**EXERCISE OBJECTIVE**: With images excluded, write out each entry below exactly as given.

---+---

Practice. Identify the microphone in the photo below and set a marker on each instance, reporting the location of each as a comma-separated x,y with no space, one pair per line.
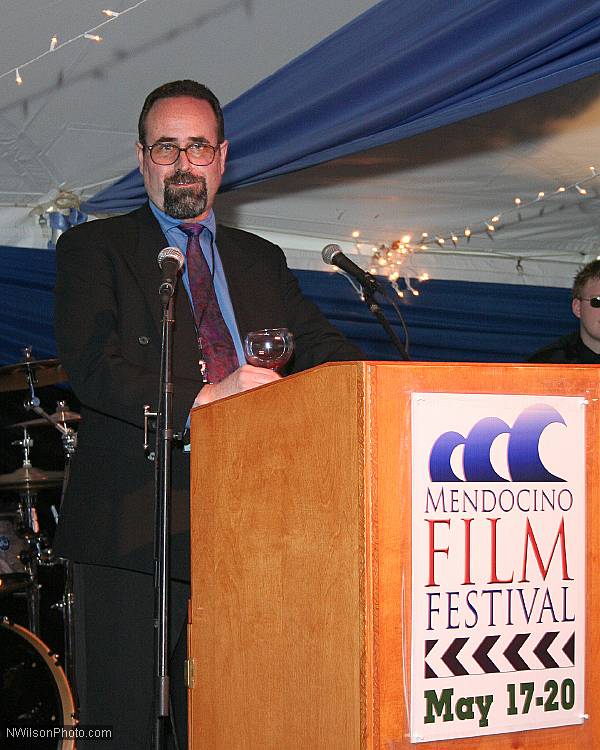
333,256
170,260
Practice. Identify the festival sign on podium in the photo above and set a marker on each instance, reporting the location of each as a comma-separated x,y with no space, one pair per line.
498,591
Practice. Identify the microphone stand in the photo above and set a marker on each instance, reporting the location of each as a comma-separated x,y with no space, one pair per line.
162,465
369,290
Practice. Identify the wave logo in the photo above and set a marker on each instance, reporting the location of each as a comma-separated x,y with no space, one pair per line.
524,462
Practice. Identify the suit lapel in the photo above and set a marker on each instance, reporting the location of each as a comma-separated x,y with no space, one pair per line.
141,258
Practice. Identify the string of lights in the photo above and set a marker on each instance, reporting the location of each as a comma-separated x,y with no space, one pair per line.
391,259
55,46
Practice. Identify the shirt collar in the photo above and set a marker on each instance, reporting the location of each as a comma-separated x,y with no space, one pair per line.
169,222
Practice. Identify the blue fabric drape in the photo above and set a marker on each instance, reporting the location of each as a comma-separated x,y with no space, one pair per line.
449,321
401,68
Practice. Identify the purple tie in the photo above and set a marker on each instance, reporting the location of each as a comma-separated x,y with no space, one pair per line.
215,342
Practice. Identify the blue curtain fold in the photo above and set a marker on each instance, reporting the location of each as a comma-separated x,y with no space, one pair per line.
449,321
401,68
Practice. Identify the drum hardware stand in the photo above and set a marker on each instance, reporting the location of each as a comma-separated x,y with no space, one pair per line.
162,495
66,604
36,542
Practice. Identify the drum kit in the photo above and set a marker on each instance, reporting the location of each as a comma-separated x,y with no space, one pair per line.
37,688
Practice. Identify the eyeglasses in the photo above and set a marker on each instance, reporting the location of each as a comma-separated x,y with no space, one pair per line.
199,154
594,301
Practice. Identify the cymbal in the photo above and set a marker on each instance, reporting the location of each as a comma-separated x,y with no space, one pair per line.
30,478
47,372
62,415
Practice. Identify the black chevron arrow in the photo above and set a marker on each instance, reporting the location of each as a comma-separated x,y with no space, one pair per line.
449,657
569,649
429,673
541,650
481,654
512,652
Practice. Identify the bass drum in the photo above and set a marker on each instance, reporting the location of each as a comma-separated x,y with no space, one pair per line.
35,699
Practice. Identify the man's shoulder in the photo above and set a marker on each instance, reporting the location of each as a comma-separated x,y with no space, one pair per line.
562,351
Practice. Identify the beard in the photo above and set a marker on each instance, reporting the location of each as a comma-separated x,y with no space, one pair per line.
185,202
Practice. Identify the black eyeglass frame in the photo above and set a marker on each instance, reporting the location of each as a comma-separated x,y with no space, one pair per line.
179,149
594,301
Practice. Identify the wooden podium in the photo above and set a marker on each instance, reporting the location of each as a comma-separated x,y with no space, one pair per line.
300,616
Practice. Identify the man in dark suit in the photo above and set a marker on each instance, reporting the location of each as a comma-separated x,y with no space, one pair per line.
108,322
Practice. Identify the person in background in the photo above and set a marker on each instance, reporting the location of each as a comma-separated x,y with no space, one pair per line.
108,322
581,346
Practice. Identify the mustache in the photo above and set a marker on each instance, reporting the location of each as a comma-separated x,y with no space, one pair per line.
183,178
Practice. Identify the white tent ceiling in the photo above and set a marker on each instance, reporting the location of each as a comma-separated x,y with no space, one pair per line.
72,122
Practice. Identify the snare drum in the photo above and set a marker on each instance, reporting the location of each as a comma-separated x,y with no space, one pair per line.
34,693
13,575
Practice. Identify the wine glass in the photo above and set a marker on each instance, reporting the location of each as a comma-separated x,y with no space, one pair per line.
271,347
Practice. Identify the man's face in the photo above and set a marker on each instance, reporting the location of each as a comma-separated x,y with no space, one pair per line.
589,317
182,189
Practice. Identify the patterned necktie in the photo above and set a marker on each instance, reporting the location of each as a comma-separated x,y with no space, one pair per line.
215,342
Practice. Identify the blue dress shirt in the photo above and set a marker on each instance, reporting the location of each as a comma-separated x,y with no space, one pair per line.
177,238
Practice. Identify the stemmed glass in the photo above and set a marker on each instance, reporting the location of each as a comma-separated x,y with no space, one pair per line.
271,347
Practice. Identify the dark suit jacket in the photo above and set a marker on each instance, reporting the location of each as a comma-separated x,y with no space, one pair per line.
108,326
568,350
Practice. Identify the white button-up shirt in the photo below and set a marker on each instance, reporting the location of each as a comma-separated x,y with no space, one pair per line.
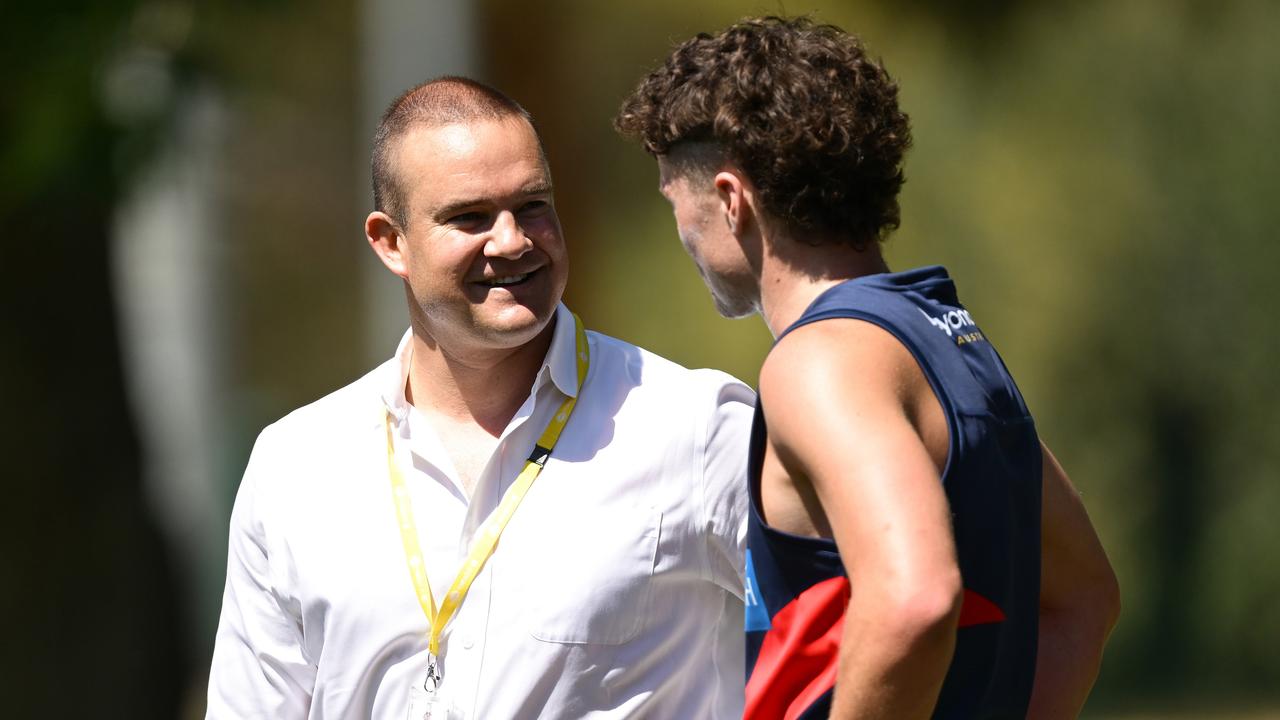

---+---

**TASK ANSWER**:
Practice. Identify the microphone in the photo below and set a marker on each instance, reporting the location of each as a comma-separated x,y with no space, one pair per line.
333,256
170,260
Practice. Identify the festival sign on podium in the photo above and set a marker on each instance, reporting the location of each as a comma-separated x,y with no space, one pair per line.
498,591
Practice. Identify the microphone stand in the photo above and set a marker on each instance, reporting the location of each as a comma-separated x,y with no space, one pair per line.
162,465
369,290
Practice. Identify the wave logo in the photo above and set a marker on each instance, reporting the location of each as a comma-separated x,y with no space, one pair per line.
524,462
Practice. Identify the suit lapel in the photo above and set a marker on each instance, reporting the location of each as a comma-separated x,y with no space, one pair per line.
141,258
Practice. Identify the string of lights in the photo above and set a marker on each instance, reporting the location of each as a comma-separated x,y with no space, one pair per line.
391,259
55,46
Practice. Identify the shirt collar in the photo above and set a marker on each instance, reporting the location of each as a comma-separated x,y with no space, one pair per line.
169,222
Practice. Identify the blue fabric drape in the photo above and set a marker on each instance, reporting the location of each as a comma-separated x,y with no space, one pair per line.
449,321
401,68
Practice. Identify the purple tie in the photo above and set a marker on each instance, reporting the location of each as a comma-separated x,y with no space, one pair per line.
215,342
Practice. Identify the blue curtain fold in the photo above and set a marker on each instance, reporting the location of each as a comma-separated x,y with no space, one pair per line.
449,321
401,68
Practice. Identify the drum hardware stand in the photo above and set a marker on each instance, reporting the location of each as a comma-separated x,y with no space, one pair per line.
162,495
66,604
36,542
Practice. Identify the drum kit in the photo above and set a marker on each instance, reporting the location of each as a comma-separated x,y with no space, one pair per line.
37,688
Practice. Identify the eyeglasses in the photo above and set a marker on each instance, reporting the location of each as a comma-separated x,y with no space, one pair per line.
199,154
594,301
Practice. Identify the cymbal in the photo above and set a marker on each instance, reporting the location of each as a comma-separated x,y with no space, one pair per line.
30,478
47,372
62,415
Practice. Identify the black chevron arrow in the photo above and set a marker on each instance, reporting the location of each as a comma-separated x,y with no space, one pair per line.
449,657
569,649
429,673
541,650
481,654
512,652
Practice. Identify the bass drum in the photo above and set a marker on each instance, reporting the location of each as a comma-separated x,y with no space, one pair per line.
35,699
Practice. Identify the man's shoulder in the photo above and set a marker on each instance, reporting the location of each as a comma-separated x,y with no space, one pair per line.
562,351
Practice. Identify the beard in the photo above and set a marker on each instance, reporting the location of each as a comma-separated x,y with no space, one pair per line.
185,202
Practice. Identify the black eyeglass frame in the photo above and set a marker on each instance, reporting the location of each as a comma-separated x,y with no space, one pair per line.
179,149
594,301
Practice. Identify the wooden podium in the photo above and set a marker on each instance, reporting the location of each as a comma-separated x,y with no space, one pair per line.
300,616
Practice. Identify the man in dark suit in the photo above and set a marker on each instance, reporting the location of each as a comma-separated x,y with no space, one pair per line.
108,322
Practice. Identify the person in background in the photo above and set a marker on each instance, reporting the location of each as a comma-separated x,y with no space, one pair per line.
108,322
581,346
Practice. Identify the mustache in the photo above and set a marker on each instance, reporting the location of each as a comma-separated x,y with no space, one pair per line.
183,178
Practice. Identify the white tent ceiling in the photo above and set a marker on each instance, reporting the location of each as a comma-separated x,y with no space, one pair per line.
72,122
Practice. Identify the snare drum in the photo above and set a marker on each instance, reporting the location of each as a comma-separated x,y with no space, one pair per line.
34,693
13,575
Practice. Identify the wine glass in the photo above and set a marker on each instance, reporting the location of each as a comma-separated x,y with no space, one pair per line.
271,347
Practice. Identify the man's face in the photo above and set a marker on each instance, reporting the location of each as a comma-separated x,y with no space, one pair per line.
589,317
182,189
Practice. Identify the patterned necktie in the photo above and set a marker on each instance, reporting the location of each as a comma-separated x,y with no space, one pair per line.
215,342
Practice. Identify the blue dress shirt in the photo above and set a marker on each instance, reporting the location of each as a comma-separated x,y with no space, one pair per line.
177,238
Practice. Identify the stemmed glass in the photo above and set a marker on each instance, reporting the location of each as a comma-separated x,y with no space, one pair per line.
271,347
Practice. Identify the dark suit jacket in the photo above and set a marker on each instance, reporting the location of each as a comma-separated x,y with no space, one pair per line.
108,326
568,350
Practice. Identify the white button-up shirt in the photo below and set a marker on each instance, reporting the location of each as a comma-separated x,y with no space, one pair per line.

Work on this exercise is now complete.